[ENTRIES]:
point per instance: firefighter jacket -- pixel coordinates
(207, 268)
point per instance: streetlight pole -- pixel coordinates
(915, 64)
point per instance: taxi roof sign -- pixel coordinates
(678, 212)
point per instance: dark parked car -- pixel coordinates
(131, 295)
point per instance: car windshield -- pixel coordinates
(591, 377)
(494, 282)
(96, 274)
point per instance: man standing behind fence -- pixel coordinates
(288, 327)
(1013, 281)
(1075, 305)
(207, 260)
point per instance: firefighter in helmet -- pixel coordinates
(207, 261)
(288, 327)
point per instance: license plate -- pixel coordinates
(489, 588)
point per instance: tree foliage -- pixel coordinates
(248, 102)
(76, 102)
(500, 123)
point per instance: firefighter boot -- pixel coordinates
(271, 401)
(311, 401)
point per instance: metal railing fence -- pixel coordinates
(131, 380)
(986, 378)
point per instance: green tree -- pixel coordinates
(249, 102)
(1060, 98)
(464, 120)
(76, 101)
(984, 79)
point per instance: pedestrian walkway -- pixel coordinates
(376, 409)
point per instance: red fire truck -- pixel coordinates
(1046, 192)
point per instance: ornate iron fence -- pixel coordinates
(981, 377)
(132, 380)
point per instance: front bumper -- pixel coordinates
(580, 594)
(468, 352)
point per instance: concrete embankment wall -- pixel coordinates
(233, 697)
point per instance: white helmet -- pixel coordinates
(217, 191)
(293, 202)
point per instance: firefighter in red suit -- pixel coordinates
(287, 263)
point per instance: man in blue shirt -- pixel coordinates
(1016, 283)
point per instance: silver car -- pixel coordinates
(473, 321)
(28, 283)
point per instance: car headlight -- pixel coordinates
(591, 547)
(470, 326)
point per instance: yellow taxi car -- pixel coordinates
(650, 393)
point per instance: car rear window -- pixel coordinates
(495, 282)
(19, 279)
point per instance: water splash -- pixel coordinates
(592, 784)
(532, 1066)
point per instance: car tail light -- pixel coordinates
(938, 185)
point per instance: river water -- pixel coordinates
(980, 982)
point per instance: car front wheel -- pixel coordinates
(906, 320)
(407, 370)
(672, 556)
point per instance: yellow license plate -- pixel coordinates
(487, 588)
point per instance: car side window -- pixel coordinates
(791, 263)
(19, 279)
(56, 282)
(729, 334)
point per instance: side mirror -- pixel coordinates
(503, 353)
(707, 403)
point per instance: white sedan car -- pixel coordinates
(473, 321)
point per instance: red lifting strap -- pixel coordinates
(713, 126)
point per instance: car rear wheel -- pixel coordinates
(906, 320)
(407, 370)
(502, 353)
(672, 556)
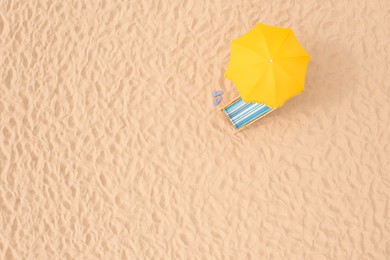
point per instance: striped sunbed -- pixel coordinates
(241, 114)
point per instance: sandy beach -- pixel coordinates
(110, 147)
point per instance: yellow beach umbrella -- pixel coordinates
(268, 65)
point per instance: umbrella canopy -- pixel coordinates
(268, 65)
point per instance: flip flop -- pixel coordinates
(217, 100)
(217, 93)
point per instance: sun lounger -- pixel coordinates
(241, 114)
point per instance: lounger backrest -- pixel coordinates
(241, 113)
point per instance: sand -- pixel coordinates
(110, 147)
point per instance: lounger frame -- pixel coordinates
(239, 129)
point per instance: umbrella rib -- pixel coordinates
(281, 45)
(257, 82)
(249, 48)
(296, 81)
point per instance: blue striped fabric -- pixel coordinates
(241, 113)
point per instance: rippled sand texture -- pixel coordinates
(110, 147)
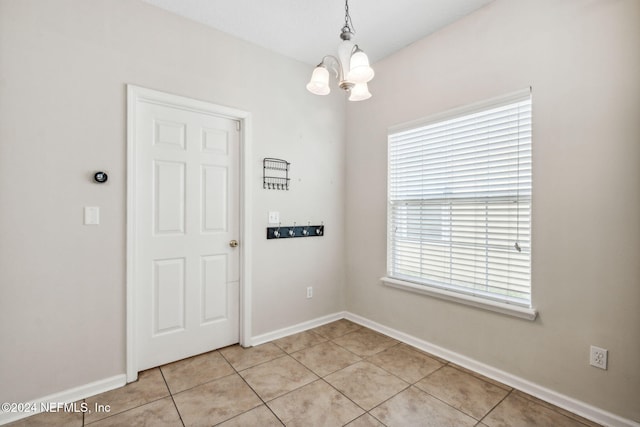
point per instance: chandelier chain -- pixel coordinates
(348, 23)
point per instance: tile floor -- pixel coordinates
(334, 375)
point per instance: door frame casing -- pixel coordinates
(134, 95)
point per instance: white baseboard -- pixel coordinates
(577, 407)
(583, 409)
(65, 397)
(300, 327)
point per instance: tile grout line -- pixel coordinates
(171, 394)
(252, 389)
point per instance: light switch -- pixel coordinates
(91, 215)
(274, 217)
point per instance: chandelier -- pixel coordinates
(351, 67)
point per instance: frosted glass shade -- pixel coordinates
(360, 71)
(319, 83)
(360, 92)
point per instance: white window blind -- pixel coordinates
(459, 201)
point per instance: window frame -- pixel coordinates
(421, 285)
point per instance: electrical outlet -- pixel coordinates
(598, 357)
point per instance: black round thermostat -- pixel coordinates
(100, 177)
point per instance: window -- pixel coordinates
(459, 203)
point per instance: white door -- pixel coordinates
(186, 227)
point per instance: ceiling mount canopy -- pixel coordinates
(351, 67)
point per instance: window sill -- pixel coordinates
(498, 307)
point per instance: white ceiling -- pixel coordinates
(309, 29)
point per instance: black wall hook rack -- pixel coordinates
(288, 232)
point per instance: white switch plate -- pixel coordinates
(91, 215)
(274, 217)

[EXERCISE DIRECTIONS]: Convert all the entries above into a Markdown table with the columns Row and Entry line, giving each non-blank line its own numbered row and skipping blank lines. Leave the pictures out.

[ANSWER IN FULL]:
| Row | Entry line |
|---|---|
| 1 | point per instance: firefighter jacket -- pixel coordinates |
| 2 | (207, 268) |
| 3 | point per instance: streetlight pole -- pixel coordinates |
| 4 | (915, 64) |
| 5 | point per instance: taxi roof sign -- pixel coordinates |
| 6 | (678, 212) |
| 7 | point per instance: dark parked car -- pixel coordinates |
| 8 | (131, 295) |
| 9 | point per instance: car windshield -- pixel coordinates |
| 10 | (591, 377) |
| 11 | (494, 282) |
| 12 | (96, 274) |
| 13 | point per instance: man standing behind fence -- pixel coordinates |
| 14 | (288, 327) |
| 15 | (1013, 281) |
| 16 | (1075, 305) |
| 17 | (207, 260) |
| 18 | point per instance: firefighter in helmet -- pixel coordinates |
| 19 | (207, 261) |
| 20 | (288, 327) |
| 21 | point per instance: license plate -- pixel coordinates |
| 22 | (489, 588) |
| 23 | point per instance: tree foliage -- pixel coordinates |
| 24 | (248, 102) |
| 25 | (76, 102) |
| 26 | (500, 123) |
| 27 | point per instance: firefighter boot -- pixel coordinates |
| 28 | (271, 401) |
| 29 | (311, 401) |
| 30 | point per instance: metal railing fence -- pixel coordinates |
| 31 | (131, 380) |
| 32 | (986, 378) |
| 33 | point per instance: green tree -- pixel coordinates |
| 34 | (249, 102) |
| 35 | (1060, 98) |
| 36 | (464, 120) |
| 37 | (76, 101) |
| 38 | (984, 79) |
| 39 | point per instance: pedestrian walkway -- pixel coordinates |
| 40 | (376, 409) |
| 41 | point per instance: red fire truck -- pixel coordinates |
| 42 | (1046, 192) |
| 43 | point per instance: ornate iron fence -- pixel coordinates |
| 44 | (981, 377) |
| 45 | (132, 380) |
| 46 | point per instance: front bumper -- pixel coordinates |
| 47 | (580, 594) |
| 48 | (468, 352) |
| 49 | point per instance: concrete embankment wall -- pixel coordinates |
| 50 | (233, 697) |
| 51 | point per instance: white helmet -- pixel coordinates |
| 52 | (217, 191) |
| 53 | (293, 202) |
| 54 | point per instance: firefighter in red suit -- pixel coordinates |
| 55 | (287, 263) |
| 56 | point per instance: man in blue shirt -- pixel coordinates |
| 57 | (1016, 283) |
| 58 | point per instance: silver car -- pixel coordinates |
| 59 | (473, 321) |
| 60 | (28, 283) |
| 61 | point per instance: car headlight -- pixel coordinates |
| 62 | (591, 547) |
| 63 | (470, 326) |
| 64 | point per instance: yellow taxi car -- pixel coordinates |
| 65 | (650, 393) |
| 66 | point per instance: car rear window -- pixel coordinates |
| 67 | (495, 282) |
| 68 | (19, 279) |
| 69 | point per instance: water splash -- pixel coordinates |
| 70 | (592, 784) |
| 71 | (532, 1066) |
| 72 | point per instance: car tail light -- pixel coordinates |
| 73 | (938, 185) |
| 74 | point per instance: river water -- pixel coordinates |
| 75 | (980, 982) |
| 76 | point per instance: car front wheel -- pixel coordinates |
| 77 | (906, 320) |
| 78 | (407, 370) |
| 79 | (672, 556) |
| 80 | point per instance: yellow license plate -- pixel coordinates |
| 81 | (487, 588) |
| 82 | point per instance: car side window -- pixel coordinates |
| 83 | (791, 263) |
| 84 | (19, 279) |
| 85 | (56, 282) |
| 86 | (729, 334) |
| 87 | point per instance: side mirror -- pixel coordinates |
| 88 | (503, 353) |
| 89 | (707, 403) |
| 90 | point per instance: white sedan car -- pixel coordinates |
| 91 | (473, 321) |
| 92 | point per instance: red lifting strap -- pixel coordinates |
| 93 | (713, 126) |
| 94 | point per instance: car rear wheel -- pixel coordinates |
| 95 | (906, 320) |
| 96 | (407, 370) |
| 97 | (502, 353) |
| 98 | (672, 556) |
| 99 | point per instance: striped sunbed -- pixel coordinates |
| 100 | (241, 114) |
| 101 | point per instance: sandy beach -- pixel coordinates |
| 102 | (110, 147) |
| 103 | point per instance: yellow beach umbrella -- pixel coordinates |
| 104 | (268, 65) |
| 105 | point per instance: umbrella canopy -- pixel coordinates |
| 106 | (268, 65) |
| 107 | point per instance: flip flop -- pixel coordinates |
| 108 | (217, 100) |
| 109 | (217, 93) |
| 110 | point per instance: sun lounger -- pixel coordinates |
| 111 | (241, 114) |
| 112 | point per instance: lounger backrest -- pixel coordinates |
| 113 | (241, 113) |
| 114 | point per instance: sand -- pixel coordinates |
| 115 | (110, 147) |
| 116 | point per instance: lounger frame -- pixel coordinates |
| 117 | (239, 129) |
| 118 | point per instance: umbrella rib -- pixel coordinates |
| 119 | (281, 45) |
| 120 | (257, 82) |
| 121 | (249, 48) |
| 122 | (296, 81) |
| 123 | point per instance: blue striped fabric -- pixel coordinates |
| 124 | (241, 113) |
| 125 | point per instance: rippled sand texture -- pixel coordinates |
| 126 | (110, 147) |
| 127 | point per instance: chandelier chain -- pixel coordinates |
| 128 | (348, 23) |
| 129 | point per instance: tile floor -- pixel coordinates |
| 130 | (334, 375) |
| 131 | point per instance: door frame casing -- pixel coordinates |
| 132 | (134, 95) |
| 133 | point per instance: white baseboard -- pixel coordinates |
| 134 | (577, 407) |
| 135 | (583, 409) |
| 136 | (65, 397) |
| 137 | (300, 327) |
| 138 | point per instance: tile grout line -- pixel coordinates |
| 139 | (171, 394) |
| 140 | (252, 389) |
| 141 | point per instance: light switch -- pixel coordinates |
| 142 | (91, 215) |
| 143 | (274, 217) |
| 144 | point per instance: chandelier -- pixel coordinates |
| 145 | (351, 67) |
| 146 | point per instance: frosted glass shade -- pixel coordinates |
| 147 | (360, 71) |
| 148 | (319, 83) |
| 149 | (360, 92) |
| 150 | point per instance: white window blind -- pixel coordinates |
| 151 | (459, 201) |
| 152 | point per instance: window frame -- pixel coordinates |
| 153 | (421, 285) |
| 154 | point per instance: electrical outlet -- pixel coordinates |
| 155 | (598, 357) |
| 156 | point per instance: black round thermostat -- pixel coordinates |
| 157 | (100, 177) |
| 158 | point per instance: window -- pixel coordinates |
| 159 | (459, 203) |
| 160 | point per instance: white door -- pixel coordinates |
| 161 | (186, 227) |
| 162 | point per instance: ceiling mount canopy -- pixel coordinates |
| 163 | (351, 67) |
| 164 | point per instance: window sill -- pixel coordinates |
| 165 | (498, 307) |
| 166 | point per instance: white ceiling -- pixel coordinates |
| 167 | (309, 29) |
| 168 | point per instance: black wall hook rack -- pixel coordinates |
| 169 | (288, 232) |
| 170 | point per instance: white switch plate -- pixel coordinates |
| 171 | (91, 215) |
| 172 | (274, 217) |